Copy the text on the Senate border deal and Donald Trump word for word, in full.

_Text provided_

::::::

Republicans in the Senate, where the bipartisan negotiations are taking place and where the bill may come up for a vote as early as this week, have hailed the emerging agreement as a historic opportunity for the GOP to enact long-sought conservative policies to address migrants streaming into the U.S. from the southern border.

There’s just one problem: Donald Trump.

The former president, who now appears almost certain to be the Republican Party’s 2024 presidential nominee after Florida Gov. Ron DeSantis dropped out of the race on Sunday, all but skewered the deal in recent days, implying he’d refuse to back anything other than a package of hard-line Republican policy priorities.

“I do not think we should do a Border Deal, at all, unless we get EVERYTHING needed to shut down the INVASION of Millions & Millions of people,” he said last week on social media, inserting himself into the negotiations and ensuring a contentious – if not altogether impossible – pathway through the House.

::::::

_Given entries_
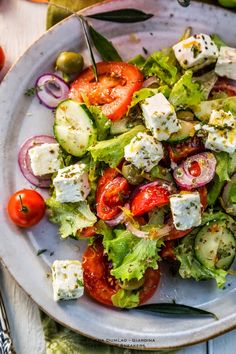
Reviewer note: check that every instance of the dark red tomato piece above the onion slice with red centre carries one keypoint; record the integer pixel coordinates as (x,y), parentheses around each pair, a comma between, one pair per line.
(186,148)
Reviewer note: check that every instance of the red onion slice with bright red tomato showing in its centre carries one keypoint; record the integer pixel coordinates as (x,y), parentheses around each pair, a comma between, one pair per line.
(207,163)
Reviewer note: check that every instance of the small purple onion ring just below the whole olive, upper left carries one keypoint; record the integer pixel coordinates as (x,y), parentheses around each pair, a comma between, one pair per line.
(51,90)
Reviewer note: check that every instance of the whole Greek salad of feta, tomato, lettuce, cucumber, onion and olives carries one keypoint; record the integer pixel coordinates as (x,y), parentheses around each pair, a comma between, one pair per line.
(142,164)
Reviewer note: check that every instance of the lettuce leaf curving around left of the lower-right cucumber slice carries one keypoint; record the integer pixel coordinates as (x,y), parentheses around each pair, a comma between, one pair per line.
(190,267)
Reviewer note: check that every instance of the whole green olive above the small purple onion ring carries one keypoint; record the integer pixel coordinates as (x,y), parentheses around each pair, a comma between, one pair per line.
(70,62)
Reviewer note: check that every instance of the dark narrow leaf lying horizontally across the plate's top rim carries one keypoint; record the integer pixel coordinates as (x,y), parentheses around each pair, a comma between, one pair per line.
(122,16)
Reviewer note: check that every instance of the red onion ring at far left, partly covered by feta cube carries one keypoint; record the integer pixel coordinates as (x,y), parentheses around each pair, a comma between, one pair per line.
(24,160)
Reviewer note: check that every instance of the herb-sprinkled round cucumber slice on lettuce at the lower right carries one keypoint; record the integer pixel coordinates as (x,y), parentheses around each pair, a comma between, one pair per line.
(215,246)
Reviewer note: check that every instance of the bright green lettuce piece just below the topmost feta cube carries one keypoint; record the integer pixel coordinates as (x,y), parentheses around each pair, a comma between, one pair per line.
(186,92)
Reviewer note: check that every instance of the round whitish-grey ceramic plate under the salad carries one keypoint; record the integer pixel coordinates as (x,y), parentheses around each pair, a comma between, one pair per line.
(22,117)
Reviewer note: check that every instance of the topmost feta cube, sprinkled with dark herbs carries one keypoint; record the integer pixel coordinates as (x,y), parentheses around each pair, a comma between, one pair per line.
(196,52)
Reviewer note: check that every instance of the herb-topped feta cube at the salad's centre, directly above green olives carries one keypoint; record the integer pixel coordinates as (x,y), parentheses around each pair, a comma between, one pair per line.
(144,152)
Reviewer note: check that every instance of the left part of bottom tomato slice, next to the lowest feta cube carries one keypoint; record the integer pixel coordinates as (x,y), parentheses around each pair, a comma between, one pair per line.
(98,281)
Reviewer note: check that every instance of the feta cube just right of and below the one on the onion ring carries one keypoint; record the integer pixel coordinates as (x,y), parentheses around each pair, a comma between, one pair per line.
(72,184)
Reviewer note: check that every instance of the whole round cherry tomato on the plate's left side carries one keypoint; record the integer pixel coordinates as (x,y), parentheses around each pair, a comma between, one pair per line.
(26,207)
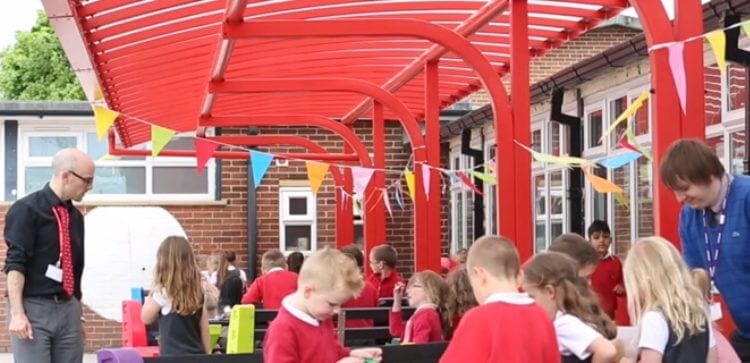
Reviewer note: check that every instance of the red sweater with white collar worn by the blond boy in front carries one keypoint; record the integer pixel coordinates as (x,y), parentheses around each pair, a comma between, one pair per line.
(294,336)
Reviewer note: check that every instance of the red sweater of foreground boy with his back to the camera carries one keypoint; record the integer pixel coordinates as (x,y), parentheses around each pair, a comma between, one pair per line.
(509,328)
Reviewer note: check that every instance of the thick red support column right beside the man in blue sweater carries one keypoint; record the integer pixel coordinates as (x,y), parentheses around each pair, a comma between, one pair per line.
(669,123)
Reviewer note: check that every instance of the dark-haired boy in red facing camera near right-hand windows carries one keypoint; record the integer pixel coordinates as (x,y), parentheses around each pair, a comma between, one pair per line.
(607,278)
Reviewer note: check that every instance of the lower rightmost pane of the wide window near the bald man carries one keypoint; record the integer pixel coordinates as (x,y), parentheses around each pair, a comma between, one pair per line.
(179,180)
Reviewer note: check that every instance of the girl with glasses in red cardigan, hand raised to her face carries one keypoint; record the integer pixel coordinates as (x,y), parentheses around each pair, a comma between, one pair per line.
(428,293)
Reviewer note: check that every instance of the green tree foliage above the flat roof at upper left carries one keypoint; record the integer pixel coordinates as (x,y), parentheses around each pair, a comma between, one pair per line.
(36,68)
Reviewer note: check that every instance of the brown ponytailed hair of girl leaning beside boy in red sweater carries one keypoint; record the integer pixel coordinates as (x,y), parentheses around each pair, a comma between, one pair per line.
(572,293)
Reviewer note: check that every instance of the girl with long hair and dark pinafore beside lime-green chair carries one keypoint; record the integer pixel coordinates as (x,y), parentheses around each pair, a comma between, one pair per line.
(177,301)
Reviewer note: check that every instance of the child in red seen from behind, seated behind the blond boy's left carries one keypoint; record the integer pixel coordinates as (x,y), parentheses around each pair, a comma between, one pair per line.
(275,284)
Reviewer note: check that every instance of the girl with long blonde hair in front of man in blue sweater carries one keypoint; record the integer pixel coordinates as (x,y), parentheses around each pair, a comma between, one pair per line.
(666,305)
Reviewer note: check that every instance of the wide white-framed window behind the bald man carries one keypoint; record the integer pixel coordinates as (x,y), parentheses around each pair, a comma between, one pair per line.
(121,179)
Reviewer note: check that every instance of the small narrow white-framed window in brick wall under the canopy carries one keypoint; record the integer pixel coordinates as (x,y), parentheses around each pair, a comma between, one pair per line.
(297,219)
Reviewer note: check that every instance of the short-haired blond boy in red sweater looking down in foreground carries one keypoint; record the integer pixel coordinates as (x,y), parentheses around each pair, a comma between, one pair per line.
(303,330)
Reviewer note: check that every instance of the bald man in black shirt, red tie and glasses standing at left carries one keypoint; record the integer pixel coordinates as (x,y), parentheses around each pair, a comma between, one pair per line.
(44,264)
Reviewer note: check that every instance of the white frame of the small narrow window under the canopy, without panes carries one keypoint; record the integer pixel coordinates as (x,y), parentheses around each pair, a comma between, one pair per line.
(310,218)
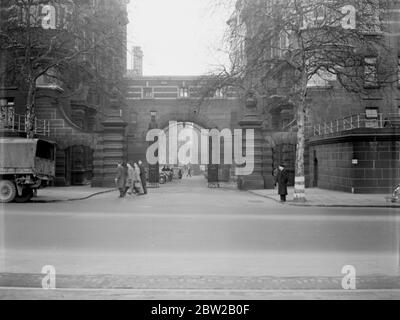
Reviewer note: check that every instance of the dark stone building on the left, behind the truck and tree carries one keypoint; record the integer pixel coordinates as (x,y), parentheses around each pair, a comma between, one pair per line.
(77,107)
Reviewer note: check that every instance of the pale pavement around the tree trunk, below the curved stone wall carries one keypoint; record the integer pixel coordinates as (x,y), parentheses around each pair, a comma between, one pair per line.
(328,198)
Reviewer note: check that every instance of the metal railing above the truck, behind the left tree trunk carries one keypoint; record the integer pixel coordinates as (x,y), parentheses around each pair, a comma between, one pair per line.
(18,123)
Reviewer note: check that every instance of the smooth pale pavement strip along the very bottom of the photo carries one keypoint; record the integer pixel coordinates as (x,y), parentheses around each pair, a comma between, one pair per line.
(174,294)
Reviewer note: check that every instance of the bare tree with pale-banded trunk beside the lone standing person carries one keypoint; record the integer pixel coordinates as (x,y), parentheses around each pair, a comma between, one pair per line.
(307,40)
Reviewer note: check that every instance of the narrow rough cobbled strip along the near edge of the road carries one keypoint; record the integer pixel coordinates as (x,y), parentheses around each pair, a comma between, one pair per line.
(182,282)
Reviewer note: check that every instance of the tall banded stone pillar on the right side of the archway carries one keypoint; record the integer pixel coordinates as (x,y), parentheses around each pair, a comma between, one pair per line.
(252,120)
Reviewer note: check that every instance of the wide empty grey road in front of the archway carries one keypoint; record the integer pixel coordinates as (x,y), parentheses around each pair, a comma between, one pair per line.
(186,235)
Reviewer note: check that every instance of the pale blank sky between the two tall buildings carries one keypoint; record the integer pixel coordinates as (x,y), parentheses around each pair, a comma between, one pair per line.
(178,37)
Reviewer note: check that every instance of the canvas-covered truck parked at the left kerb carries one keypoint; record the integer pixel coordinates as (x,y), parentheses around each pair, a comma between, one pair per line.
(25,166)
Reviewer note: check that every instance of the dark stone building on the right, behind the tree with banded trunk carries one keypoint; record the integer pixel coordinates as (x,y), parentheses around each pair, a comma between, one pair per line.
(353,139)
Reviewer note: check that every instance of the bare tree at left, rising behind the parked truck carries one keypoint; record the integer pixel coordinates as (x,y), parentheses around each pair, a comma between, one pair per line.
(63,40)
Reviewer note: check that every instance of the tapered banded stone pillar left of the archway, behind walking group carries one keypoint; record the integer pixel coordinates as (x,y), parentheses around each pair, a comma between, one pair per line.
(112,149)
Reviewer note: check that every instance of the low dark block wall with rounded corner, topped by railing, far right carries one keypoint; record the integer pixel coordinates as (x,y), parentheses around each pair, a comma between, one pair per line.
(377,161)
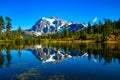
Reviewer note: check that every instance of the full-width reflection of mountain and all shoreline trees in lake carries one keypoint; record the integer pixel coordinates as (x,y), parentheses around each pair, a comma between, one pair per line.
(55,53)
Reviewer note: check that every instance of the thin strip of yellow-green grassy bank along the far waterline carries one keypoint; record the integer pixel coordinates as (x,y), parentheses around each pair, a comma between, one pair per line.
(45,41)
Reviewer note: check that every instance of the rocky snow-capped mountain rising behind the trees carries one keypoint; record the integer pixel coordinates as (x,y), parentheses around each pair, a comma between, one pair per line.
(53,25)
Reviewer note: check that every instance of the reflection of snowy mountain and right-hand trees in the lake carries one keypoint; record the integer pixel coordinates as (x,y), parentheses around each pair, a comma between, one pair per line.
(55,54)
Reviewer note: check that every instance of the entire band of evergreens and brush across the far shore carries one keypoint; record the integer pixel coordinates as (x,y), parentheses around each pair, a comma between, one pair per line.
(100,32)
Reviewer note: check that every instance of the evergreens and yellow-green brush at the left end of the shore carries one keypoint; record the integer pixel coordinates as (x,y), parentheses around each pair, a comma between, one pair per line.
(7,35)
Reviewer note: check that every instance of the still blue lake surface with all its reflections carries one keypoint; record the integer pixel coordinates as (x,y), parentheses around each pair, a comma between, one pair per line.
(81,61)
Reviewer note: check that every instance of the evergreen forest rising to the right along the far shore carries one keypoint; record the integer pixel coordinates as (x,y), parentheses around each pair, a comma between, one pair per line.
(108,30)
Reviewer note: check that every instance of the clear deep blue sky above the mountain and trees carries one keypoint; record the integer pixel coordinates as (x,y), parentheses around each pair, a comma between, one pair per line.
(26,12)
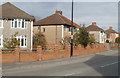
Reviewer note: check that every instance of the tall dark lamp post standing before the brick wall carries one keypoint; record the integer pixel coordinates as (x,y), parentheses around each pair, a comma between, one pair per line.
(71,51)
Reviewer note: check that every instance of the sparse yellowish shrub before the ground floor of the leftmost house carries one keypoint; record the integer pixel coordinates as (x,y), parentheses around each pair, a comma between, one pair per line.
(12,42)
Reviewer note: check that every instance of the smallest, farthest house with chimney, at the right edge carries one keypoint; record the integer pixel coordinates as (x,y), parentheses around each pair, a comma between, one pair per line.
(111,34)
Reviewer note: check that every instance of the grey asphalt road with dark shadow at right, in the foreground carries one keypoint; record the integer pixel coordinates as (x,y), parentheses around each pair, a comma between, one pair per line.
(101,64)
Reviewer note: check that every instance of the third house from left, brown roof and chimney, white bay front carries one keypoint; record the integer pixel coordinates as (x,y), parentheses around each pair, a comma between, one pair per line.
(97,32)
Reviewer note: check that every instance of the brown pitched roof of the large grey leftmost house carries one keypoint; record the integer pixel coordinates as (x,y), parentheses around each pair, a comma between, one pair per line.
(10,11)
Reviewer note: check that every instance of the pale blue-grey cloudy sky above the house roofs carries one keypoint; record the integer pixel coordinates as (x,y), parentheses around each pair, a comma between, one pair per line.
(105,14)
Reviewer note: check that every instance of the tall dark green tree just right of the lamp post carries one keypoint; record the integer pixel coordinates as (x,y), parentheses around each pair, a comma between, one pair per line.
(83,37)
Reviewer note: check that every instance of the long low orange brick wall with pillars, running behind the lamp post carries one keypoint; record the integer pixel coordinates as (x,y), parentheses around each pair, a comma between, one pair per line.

::::::

_Completed task_
Republicans in the Senate, where the bipartisan negotiations are taking place and where the bill may come up for a vote as early as this week, have hailed the emerging agreement as a historic opportunity for the GOP to enact long-sought conservative policies to address migrants streaming into the U.S. from the southern border.

There’s just one problem: Donald Trump.

The former president, who now appears almost certain to be the Republican Party’s 2024 presidential nominee after Florida Gov. Ron DeSantis dropped out of the race on Sunday, all but skewered the deal in recent days, implying he’d refuse to back anything other than a package of hard-line Republican policy priorities.

“I do not think we should do a Border Deal, at all, unless we get EVERYTHING needed to shut down the INVASION of Millions & Millions of people,” he said last week on social media, inserting himself into the negotiations and ensuring a contentious – if not altogether impossible – pathway through the House.